[Records for processing]

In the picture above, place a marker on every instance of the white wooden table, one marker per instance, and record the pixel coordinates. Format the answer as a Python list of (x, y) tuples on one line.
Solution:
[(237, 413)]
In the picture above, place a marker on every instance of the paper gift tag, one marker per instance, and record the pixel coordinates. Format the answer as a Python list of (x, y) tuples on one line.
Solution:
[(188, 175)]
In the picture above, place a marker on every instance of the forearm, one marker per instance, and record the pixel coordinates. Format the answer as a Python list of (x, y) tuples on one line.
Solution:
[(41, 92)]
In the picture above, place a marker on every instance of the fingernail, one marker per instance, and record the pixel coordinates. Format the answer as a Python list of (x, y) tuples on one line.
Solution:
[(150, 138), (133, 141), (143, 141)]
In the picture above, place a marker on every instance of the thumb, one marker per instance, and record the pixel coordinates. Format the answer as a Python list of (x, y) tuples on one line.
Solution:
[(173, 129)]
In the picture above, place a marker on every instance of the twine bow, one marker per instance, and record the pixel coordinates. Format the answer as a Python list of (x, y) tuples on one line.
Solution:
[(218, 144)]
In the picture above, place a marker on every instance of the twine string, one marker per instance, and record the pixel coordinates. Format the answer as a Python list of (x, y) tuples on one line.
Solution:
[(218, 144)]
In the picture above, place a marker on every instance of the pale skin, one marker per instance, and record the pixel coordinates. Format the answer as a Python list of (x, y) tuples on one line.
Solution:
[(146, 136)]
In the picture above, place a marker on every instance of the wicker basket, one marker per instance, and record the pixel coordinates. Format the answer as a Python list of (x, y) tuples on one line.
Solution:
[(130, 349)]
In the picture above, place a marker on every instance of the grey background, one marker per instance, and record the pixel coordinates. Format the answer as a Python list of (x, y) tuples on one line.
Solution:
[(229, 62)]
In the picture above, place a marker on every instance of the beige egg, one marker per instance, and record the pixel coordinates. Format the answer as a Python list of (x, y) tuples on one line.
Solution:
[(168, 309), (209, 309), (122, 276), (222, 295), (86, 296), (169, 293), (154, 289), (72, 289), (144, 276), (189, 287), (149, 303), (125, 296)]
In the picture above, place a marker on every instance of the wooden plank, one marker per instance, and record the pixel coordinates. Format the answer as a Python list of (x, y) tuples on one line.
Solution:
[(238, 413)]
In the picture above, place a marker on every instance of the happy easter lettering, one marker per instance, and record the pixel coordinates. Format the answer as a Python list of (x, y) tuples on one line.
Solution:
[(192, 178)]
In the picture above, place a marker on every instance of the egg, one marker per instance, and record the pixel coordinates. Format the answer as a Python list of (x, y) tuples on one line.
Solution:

[/Records for processing]
[Records for processing]

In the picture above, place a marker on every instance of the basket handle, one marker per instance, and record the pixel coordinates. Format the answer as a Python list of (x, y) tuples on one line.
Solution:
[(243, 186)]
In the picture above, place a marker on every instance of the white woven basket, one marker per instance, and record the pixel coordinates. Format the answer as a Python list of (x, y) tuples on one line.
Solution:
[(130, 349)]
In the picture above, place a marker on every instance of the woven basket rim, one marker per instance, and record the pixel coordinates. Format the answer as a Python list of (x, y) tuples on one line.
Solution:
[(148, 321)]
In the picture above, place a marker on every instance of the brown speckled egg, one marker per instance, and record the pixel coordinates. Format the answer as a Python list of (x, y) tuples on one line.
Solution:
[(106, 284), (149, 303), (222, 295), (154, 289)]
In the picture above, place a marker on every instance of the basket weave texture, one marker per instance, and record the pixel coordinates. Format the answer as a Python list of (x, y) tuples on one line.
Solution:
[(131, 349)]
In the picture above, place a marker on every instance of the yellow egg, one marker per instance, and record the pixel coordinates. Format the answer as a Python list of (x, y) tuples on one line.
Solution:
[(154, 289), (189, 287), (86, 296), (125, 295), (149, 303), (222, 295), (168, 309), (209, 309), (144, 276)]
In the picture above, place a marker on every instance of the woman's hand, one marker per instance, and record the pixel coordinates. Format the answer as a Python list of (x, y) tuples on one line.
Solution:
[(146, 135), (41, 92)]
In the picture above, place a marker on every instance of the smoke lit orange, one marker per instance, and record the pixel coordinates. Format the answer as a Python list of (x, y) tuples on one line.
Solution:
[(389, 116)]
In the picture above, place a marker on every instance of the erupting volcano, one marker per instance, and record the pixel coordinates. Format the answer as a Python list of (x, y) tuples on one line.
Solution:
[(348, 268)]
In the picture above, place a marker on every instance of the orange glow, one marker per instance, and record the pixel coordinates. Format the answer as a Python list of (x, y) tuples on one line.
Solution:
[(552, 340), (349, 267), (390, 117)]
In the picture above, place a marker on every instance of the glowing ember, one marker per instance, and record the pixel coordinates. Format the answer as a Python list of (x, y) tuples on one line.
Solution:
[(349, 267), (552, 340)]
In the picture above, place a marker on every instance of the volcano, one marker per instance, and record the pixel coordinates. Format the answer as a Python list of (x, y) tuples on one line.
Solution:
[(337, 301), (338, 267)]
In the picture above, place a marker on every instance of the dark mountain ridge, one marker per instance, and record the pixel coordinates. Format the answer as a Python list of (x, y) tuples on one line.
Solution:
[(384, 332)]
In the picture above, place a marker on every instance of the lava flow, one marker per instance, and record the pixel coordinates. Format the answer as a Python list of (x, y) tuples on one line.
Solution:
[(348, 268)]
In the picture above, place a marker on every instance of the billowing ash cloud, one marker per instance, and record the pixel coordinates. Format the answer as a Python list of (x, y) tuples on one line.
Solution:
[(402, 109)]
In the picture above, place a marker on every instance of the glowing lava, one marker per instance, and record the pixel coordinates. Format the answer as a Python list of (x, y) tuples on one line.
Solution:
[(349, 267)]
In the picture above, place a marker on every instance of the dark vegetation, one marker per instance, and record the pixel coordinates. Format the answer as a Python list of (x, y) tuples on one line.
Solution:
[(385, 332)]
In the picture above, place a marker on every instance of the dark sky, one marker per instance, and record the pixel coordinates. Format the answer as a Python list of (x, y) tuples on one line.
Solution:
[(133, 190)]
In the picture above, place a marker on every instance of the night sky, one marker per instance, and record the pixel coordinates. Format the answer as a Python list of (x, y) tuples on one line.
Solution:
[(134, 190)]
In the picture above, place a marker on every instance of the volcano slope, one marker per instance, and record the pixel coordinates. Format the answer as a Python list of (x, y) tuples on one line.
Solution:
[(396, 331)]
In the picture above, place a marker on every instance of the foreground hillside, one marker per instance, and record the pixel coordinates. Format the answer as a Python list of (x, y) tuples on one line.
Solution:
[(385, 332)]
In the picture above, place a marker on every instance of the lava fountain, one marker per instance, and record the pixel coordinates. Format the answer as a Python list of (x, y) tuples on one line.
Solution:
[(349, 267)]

[/Records for processing]
[Records for processing]

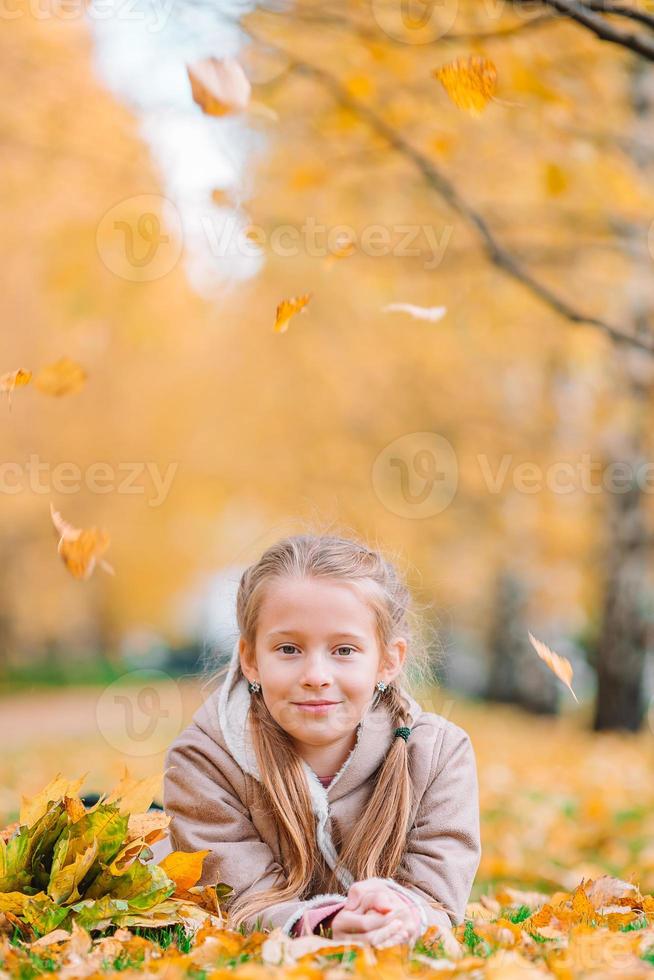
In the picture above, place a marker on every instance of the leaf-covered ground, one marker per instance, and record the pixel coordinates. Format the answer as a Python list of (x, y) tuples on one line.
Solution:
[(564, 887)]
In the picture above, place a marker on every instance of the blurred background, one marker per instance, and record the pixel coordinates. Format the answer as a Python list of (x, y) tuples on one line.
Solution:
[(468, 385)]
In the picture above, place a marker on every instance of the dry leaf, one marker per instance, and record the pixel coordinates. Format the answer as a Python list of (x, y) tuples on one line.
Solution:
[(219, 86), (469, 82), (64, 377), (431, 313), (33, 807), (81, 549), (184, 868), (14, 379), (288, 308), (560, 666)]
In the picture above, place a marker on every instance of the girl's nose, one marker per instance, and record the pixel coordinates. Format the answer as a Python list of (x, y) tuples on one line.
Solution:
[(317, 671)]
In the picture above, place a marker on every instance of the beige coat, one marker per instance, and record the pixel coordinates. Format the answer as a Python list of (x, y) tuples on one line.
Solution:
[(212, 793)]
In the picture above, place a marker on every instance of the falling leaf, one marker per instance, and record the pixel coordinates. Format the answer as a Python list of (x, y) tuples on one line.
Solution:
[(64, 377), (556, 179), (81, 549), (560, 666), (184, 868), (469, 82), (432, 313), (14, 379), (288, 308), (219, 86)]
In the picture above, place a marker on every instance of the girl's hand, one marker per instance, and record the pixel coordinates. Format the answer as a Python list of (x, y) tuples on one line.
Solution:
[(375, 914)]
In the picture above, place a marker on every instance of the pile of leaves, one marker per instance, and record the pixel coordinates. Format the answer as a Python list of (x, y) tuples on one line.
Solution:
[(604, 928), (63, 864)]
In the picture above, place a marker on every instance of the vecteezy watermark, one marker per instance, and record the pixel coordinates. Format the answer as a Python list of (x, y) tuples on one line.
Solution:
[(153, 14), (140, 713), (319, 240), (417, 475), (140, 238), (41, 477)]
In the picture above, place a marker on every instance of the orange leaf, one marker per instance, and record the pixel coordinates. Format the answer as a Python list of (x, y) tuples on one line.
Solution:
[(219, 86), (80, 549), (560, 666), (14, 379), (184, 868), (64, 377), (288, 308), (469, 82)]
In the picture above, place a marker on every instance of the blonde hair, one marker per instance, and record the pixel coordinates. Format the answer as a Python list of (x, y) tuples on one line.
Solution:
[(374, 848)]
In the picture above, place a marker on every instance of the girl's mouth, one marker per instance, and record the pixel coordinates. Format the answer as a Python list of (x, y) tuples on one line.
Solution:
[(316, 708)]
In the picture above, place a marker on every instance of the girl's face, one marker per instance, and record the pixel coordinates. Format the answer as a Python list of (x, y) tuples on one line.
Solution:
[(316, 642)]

[/Records for processing]

[Problem to solve]: Your reply should be only the number of lines in the records above that include "white".

[Result]: 2